* [Task description]: Please retype every one of the entries below without changing a single character.

** begin Information shown **

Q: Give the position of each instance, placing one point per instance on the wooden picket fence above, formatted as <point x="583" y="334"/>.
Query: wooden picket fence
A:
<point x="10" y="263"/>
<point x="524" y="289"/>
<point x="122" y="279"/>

** end Information shown **

* [Correct response]:
Q: Give the position of each instance, placing one point per instance on the wooden picket fence above, formatted as <point x="583" y="334"/>.
Query: wooden picket fence
A:
<point x="10" y="263"/>
<point x="524" y="289"/>
<point x="122" y="279"/>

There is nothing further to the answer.